Request => Continue the blog post on using a personal blog as a general reference file, starting after its last sentence.

Given passage =>
GTD Tip: Personal Blog as Ultimate General Reference File

Readers of David Allen’s Getting Things Done are familiar with his advice that general reference files are best stored in one A-Z file drawer (or rather one A-Z file system, using as many file drawers as your space allows.)

For e-mails that are not actionable but may have some future usefulness, storing on your local hard drive in a “Reference – Business” or “Reference – Personal” folder is a good option. You could make it one big reference folder, too. The point is your reference e-mails are in one location (and with a big enough hard drive, space isn’t an issue) where you can use indexed search functions to find that old message when you need it. More on e-mail implementation of GTD in a future post.

What about personal thoughts, notes, web site links, etc. you may want to access later? The proverbial “note to self” e-mail is an option, which you can then put in the reference e-mails archive on your regularly backed up 😉 hard drive. That’s perhaps the best option for sensitive or confidential information.

For everything else, a personal blog is an elegant solution that offers several benefits:

It is completely and easily searchable based on any word or text string you can recall about the contents. If, for example, I’m trying to remember the vitamin-related web site I heard about from my friend Morri last week, I could go to the search box in my right-hand navigation, type “Morri” and press enter, even if I couldn’t remember the name of his company or that his last name is Chowaiki, to find my post about dinner with him and several other ALI conference participants.

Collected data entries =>
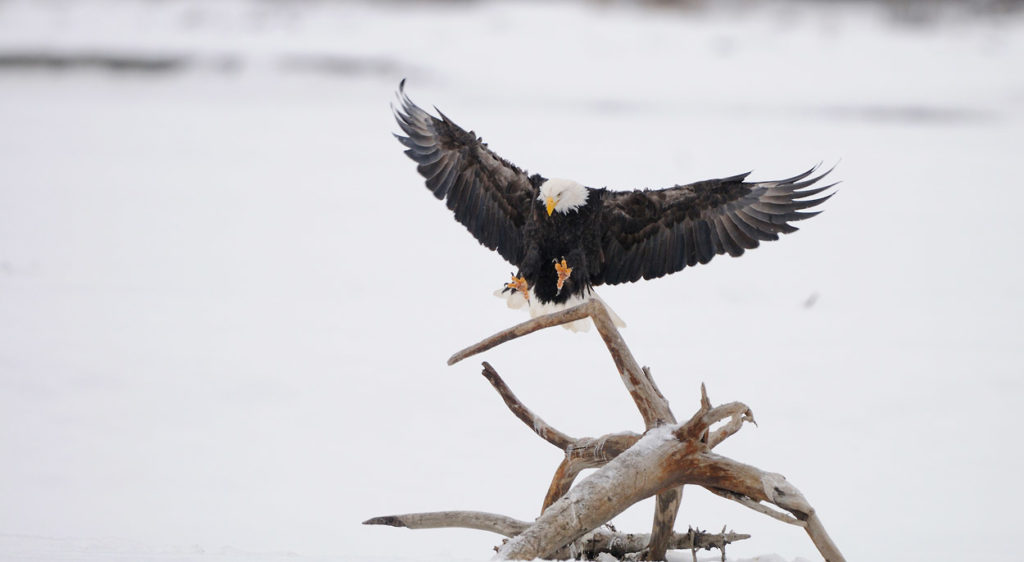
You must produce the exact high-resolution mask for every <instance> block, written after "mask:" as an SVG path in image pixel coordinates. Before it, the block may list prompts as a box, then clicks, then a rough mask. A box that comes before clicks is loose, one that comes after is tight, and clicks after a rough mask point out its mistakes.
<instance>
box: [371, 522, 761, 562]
mask: <svg viewBox="0 0 1024 562" xmlns="http://www.w3.org/2000/svg"><path fill="white" fill-rule="evenodd" d="M362 524H364V525H389V526H392V527H407V528H411V529H434V528H446V527H461V528H468V529H477V530H485V531H490V532H495V533H498V534H501V535H503V536H508V537H512V536H515V535H517V534H519V533H521V532H522V531H523V530H525V529H526V528H528V527H529V526H530V525H531V523H527V522H526V521H520V520H518V519H514V518H512V517H507V516H505V515H500V514H497V513H485V512H477V511H446V512H432V513H407V514H403V515H388V516H384V517H375V518H373V519H368V520H367V521H364V522H362ZM750 537H751V535H750V534H741V533H736V532H725V530H724V529H723V531H722V532H721V533H709V532H701V531H698V530H694V529H690V530H689V531H687V532H684V533H679V532H677V533H673V534H672V536H671V537H670V538H669V547H670V548H671V549H673V550H692V549H696V550H701V549H712V548H717V549H724V548H725V547H726V546H727V545H729V544H732V543H735V542H737V541H743V539H745V538H750ZM649 543H650V535H649V534H639V533H625V532H616V531H613V530H608V529H605V528H600V529H596V530H595V531H594V532H592V533H589V534H587V535H586V536H584V537H582V538H581V539H580V541H578V542H575V543H573V544H572V545H569V546H567V547H566V548H564V549H562V552H560V553H559V554H560V556H556V557H554V558H556V559H563V558H579V557H584V558H594V557H596V556H597V555H599V554H602V553H607V554H610V555H612V556H615V557H617V558H622V557H624V556H626V555H628V554H633V553H637V552H641V551H643V550H644V549H646V548H647V545H648V544H649Z"/></svg>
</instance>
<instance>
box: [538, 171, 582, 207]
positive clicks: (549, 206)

Result of this task =>
It allows you to add comments about and context for the resources you are gathering. Social bookmarking sites like del.icio.us (to be addressed in a future post) are great for adding one-word tags to a web site (and you can add brief comments), but to capture a train of thought relating to some information, a blog is unbeatable…and you don’t have to remember the exact tag you used. You can search on any tidbit relating to the post that you happen to recall.

Your thoughts and learnings are available to the world (unless you decide to make your personal blog a private blog that is password-protected for access.) Your post may lead to comments from someone else, which can help both of you, and others who may find your conversation.

For example, when I attended the ALI conference on blogging and podcasting in San Francisco last week, I posted on both of the pre-conference workshops and each of the general sessions. I included links to the speakers’ sites and to those they resources they mentioned during their presentations primarily so I would be able to go back and refer to them. This will be a valuable resource for me, much better than handwritten notes in a binder that will go on a shelf. And by including links to my posts, Shel Holtz made the information more easily accessible not only to those who attended the conference and knew I was blogging it, but also to his network of readers.

Finally, storage is unlimited, free, neat and orderly. You can dump the information into the blog, but if never clutters your desktop. If you take time to tag and categorize, it may be more easily accessible, particularly for others. But as long as you have a search function on your blog, it’s out of sight, out of mind, not cluttering your desktop (either physical or virtual)…but instantly accessible.

How cool is that?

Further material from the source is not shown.